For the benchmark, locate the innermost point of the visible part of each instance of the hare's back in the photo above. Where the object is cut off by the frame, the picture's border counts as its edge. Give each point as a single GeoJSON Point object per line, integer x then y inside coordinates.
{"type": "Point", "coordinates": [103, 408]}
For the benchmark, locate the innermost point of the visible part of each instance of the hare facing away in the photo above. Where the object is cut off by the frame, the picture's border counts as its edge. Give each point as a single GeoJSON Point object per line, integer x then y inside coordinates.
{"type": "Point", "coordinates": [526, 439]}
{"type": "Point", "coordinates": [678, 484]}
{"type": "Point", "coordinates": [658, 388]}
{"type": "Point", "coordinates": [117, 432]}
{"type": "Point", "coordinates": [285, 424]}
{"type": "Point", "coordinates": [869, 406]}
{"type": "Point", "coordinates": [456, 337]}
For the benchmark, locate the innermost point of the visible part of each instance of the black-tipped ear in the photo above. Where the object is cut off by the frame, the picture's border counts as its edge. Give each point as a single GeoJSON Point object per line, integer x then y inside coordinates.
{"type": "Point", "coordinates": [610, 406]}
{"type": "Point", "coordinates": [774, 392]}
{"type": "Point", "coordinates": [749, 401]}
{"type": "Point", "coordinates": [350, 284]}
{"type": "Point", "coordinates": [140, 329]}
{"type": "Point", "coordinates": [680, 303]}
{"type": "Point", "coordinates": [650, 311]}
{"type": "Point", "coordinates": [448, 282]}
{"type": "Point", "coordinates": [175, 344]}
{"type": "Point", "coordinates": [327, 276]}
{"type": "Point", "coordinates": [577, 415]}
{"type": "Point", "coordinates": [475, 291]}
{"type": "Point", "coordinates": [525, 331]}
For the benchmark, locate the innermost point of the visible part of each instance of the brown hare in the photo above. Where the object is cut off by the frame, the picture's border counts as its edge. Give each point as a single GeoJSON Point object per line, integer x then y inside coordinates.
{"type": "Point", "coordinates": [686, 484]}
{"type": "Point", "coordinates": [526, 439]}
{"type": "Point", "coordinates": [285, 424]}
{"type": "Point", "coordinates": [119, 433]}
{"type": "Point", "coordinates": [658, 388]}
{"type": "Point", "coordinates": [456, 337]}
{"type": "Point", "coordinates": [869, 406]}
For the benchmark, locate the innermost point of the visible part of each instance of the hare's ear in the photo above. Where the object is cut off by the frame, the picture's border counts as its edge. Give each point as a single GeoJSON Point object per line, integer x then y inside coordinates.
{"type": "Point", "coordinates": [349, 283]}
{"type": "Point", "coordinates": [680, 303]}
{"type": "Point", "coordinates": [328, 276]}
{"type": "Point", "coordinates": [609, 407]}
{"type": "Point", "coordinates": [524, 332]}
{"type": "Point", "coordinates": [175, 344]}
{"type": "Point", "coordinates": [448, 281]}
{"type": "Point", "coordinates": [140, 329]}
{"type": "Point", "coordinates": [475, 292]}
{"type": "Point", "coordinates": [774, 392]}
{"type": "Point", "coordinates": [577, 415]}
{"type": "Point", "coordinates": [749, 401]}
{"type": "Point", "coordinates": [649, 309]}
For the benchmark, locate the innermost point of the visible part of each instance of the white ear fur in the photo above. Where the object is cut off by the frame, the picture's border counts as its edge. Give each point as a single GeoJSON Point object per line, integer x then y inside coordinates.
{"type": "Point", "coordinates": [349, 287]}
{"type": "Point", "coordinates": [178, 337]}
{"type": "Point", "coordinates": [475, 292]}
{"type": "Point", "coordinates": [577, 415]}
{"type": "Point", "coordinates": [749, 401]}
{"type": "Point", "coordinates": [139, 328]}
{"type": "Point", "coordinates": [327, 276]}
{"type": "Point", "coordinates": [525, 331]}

################

→ **Exercise goal**
Please output every record, keeping each line exact.

→ **Task solution**
For the benchmark, locate the innermost point of the visible part of each instance of the hare's back in the photo above. Where the object is cut off by the frame, the picture's border counts as its edge. Give each point as a single GeoJSON Point object per line, integer x then y inside coordinates.
{"type": "Point", "coordinates": [103, 408]}
For the benchmark, locate the innermost point of the visible part of each instance of the hare facing away in the photo above. Where the object is cut off by the frame, the picture's border counts as its edge. Give each point as a single GeoJSON Point object per line, integer x then y inside coordinates.
{"type": "Point", "coordinates": [526, 439]}
{"type": "Point", "coordinates": [678, 484]}
{"type": "Point", "coordinates": [658, 388]}
{"type": "Point", "coordinates": [117, 432]}
{"type": "Point", "coordinates": [285, 424]}
{"type": "Point", "coordinates": [869, 406]}
{"type": "Point", "coordinates": [456, 337]}
For the benchmark, locate the innermost point of the visible part of each instance of the black-tipped ear in the photo above. Where the object is cut off by the frame, the picture's border counts as its edge. Give each point as a single GeoJSON Point object per line, integer x then y inside coordinates.
{"type": "Point", "coordinates": [610, 406]}
{"type": "Point", "coordinates": [774, 392]}
{"type": "Point", "coordinates": [749, 401]}
{"type": "Point", "coordinates": [350, 284]}
{"type": "Point", "coordinates": [140, 329]}
{"type": "Point", "coordinates": [680, 303]}
{"type": "Point", "coordinates": [650, 311]}
{"type": "Point", "coordinates": [448, 282]}
{"type": "Point", "coordinates": [175, 344]}
{"type": "Point", "coordinates": [327, 276]}
{"type": "Point", "coordinates": [577, 415]}
{"type": "Point", "coordinates": [475, 291]}
{"type": "Point", "coordinates": [525, 331]}
For the benchmark, locate the innermost point of the visible part of each instance of the brown hare in the photo above. Where the object is cut off by the frame, the picture's border counts as its edge. Give each point as a single GeoJSON Point object per line, integer x then y inside coordinates.
{"type": "Point", "coordinates": [686, 484]}
{"type": "Point", "coordinates": [526, 439]}
{"type": "Point", "coordinates": [285, 424]}
{"type": "Point", "coordinates": [119, 433]}
{"type": "Point", "coordinates": [658, 388]}
{"type": "Point", "coordinates": [456, 337]}
{"type": "Point", "coordinates": [869, 406]}
For the benchmark, locate the innermost point of the visible part of each instance of the hare's ear in the photo above. Where the object is cut off by the frame, the picture's border counts as its edge. Give each point as a single GeoJSON Point object per line, integer x then y inside coordinates.
{"type": "Point", "coordinates": [349, 283]}
{"type": "Point", "coordinates": [680, 303]}
{"type": "Point", "coordinates": [328, 276]}
{"type": "Point", "coordinates": [609, 407]}
{"type": "Point", "coordinates": [524, 332]}
{"type": "Point", "coordinates": [175, 344]}
{"type": "Point", "coordinates": [448, 281]}
{"type": "Point", "coordinates": [140, 329]}
{"type": "Point", "coordinates": [475, 292]}
{"type": "Point", "coordinates": [774, 392]}
{"type": "Point", "coordinates": [577, 415]}
{"type": "Point", "coordinates": [749, 401]}
{"type": "Point", "coordinates": [649, 309]}
For the benchmark, locate the innermost point of the visible part of each instance of the white ear fur in the photo above. Where the object is cut off by the frame, the picture's border counts as its edge. Give each point as a single GeoJSON Point object per line, integer x then y inside coordinates.
{"type": "Point", "coordinates": [349, 287]}
{"type": "Point", "coordinates": [178, 337]}
{"type": "Point", "coordinates": [475, 292]}
{"type": "Point", "coordinates": [577, 415]}
{"type": "Point", "coordinates": [749, 401]}
{"type": "Point", "coordinates": [139, 328]}
{"type": "Point", "coordinates": [327, 276]}
{"type": "Point", "coordinates": [525, 331]}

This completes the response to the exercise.